-- Start Records provided --

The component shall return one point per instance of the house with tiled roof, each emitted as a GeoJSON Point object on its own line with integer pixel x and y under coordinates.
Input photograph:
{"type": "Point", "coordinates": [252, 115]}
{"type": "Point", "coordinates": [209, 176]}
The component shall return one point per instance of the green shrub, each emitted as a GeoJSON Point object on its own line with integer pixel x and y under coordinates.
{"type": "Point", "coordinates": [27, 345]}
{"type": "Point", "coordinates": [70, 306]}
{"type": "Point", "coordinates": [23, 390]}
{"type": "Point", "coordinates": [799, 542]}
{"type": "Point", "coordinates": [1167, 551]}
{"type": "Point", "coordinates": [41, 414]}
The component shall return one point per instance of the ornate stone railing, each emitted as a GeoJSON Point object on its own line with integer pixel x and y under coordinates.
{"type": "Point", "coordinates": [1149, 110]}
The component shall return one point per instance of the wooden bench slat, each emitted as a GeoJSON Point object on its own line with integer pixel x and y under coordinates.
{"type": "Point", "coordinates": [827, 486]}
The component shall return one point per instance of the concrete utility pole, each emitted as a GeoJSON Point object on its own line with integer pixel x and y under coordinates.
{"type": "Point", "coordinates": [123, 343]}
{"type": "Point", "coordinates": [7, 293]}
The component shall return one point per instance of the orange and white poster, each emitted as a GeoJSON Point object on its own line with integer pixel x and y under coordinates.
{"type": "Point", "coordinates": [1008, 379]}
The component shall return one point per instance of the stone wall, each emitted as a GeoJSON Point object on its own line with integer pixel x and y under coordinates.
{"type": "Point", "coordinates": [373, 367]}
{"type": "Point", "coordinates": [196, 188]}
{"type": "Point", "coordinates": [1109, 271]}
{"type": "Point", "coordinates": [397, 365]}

-- End Records provided --
-- Start Records provided --

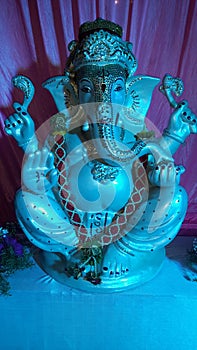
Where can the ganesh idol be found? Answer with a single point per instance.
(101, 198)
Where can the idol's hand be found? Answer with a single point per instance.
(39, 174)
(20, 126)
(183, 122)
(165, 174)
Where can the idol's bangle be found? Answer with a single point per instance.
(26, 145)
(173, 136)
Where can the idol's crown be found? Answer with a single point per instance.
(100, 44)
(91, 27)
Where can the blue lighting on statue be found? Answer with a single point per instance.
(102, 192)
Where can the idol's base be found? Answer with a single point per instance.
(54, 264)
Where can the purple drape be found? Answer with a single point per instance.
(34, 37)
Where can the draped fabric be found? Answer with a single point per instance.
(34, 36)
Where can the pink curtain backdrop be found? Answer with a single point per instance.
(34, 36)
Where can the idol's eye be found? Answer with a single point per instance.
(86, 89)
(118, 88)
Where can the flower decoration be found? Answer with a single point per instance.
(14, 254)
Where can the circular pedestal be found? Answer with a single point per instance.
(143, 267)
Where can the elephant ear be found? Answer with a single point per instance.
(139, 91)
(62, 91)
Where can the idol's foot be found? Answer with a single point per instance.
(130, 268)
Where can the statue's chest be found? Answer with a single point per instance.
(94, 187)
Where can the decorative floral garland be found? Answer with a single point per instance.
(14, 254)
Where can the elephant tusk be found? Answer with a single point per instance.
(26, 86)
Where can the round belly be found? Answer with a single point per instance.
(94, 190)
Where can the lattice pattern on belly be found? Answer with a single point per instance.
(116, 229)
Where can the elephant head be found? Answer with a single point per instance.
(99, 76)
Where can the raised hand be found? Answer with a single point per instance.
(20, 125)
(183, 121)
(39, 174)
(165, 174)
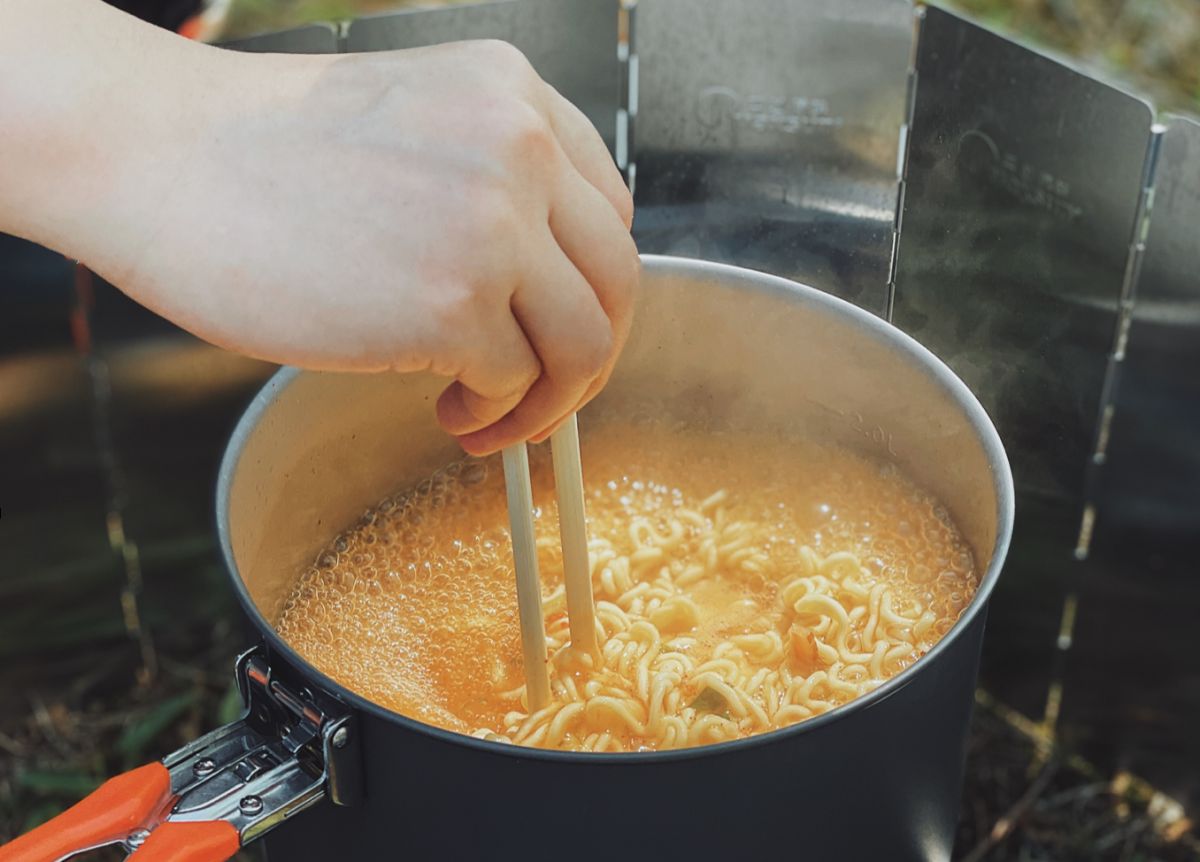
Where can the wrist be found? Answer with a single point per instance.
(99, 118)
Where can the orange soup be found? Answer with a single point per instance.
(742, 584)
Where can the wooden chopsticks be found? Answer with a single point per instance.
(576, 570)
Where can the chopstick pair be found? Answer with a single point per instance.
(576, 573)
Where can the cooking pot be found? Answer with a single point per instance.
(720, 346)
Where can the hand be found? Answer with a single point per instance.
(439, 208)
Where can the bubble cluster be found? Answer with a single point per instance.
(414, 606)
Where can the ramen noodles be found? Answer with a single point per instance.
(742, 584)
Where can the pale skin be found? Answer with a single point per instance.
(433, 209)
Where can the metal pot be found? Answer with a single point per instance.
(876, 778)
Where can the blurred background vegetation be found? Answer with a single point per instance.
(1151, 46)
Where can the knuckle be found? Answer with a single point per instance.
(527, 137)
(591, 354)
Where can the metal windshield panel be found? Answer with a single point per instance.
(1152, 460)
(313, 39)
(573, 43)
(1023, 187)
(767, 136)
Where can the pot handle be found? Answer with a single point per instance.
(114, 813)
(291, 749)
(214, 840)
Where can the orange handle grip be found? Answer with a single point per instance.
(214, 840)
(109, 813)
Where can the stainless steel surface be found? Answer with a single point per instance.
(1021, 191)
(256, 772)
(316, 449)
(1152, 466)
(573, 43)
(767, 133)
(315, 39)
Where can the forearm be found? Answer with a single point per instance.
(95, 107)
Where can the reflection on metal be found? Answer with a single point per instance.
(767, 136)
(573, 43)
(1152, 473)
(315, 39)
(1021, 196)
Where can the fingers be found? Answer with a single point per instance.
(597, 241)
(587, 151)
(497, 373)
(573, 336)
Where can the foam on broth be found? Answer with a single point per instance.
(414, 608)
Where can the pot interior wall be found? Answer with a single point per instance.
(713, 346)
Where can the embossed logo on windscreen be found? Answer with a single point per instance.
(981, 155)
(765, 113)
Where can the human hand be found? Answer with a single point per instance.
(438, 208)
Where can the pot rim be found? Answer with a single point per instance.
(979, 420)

-- End Records provided --
-- Start Records provided --

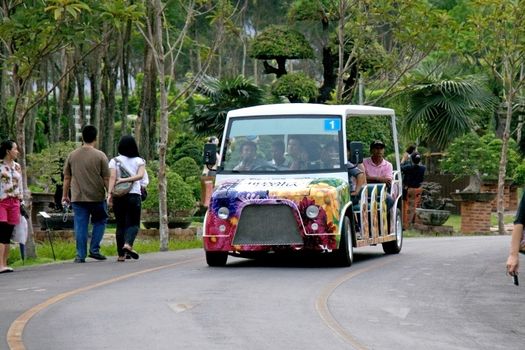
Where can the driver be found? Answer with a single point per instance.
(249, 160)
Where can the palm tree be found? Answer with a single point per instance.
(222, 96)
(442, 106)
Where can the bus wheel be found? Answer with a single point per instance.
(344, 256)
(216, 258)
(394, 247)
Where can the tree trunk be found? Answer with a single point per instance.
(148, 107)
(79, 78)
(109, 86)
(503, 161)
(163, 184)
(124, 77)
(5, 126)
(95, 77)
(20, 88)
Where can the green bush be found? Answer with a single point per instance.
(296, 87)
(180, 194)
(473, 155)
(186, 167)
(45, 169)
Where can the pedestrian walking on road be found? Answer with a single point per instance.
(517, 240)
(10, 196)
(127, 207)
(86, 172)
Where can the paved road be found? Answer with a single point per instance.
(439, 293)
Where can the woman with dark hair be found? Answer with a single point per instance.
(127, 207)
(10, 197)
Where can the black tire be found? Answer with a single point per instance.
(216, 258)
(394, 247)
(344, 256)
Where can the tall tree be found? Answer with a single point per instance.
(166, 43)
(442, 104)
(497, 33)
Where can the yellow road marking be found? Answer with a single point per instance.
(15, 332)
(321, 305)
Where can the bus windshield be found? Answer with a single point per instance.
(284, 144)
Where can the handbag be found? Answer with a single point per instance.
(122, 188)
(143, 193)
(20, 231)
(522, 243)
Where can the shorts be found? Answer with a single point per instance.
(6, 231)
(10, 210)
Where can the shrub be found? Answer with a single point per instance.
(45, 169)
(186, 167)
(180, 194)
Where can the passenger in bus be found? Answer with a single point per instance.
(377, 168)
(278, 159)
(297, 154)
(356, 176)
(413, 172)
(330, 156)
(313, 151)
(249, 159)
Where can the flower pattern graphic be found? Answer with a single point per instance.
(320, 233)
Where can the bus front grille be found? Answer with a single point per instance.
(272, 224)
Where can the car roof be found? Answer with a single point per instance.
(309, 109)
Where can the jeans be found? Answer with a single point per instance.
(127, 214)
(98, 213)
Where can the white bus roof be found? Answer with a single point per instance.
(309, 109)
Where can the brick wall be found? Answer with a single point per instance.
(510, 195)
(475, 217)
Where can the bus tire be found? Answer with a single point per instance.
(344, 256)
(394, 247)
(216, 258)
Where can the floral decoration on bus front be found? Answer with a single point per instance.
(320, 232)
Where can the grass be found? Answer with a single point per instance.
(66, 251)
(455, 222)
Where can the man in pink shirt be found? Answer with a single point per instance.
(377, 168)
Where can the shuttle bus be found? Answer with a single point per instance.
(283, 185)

-- End Records provided --

Goal:
How many lines of the records above contain the word "handle"? Reply with the number alone.

Output:
2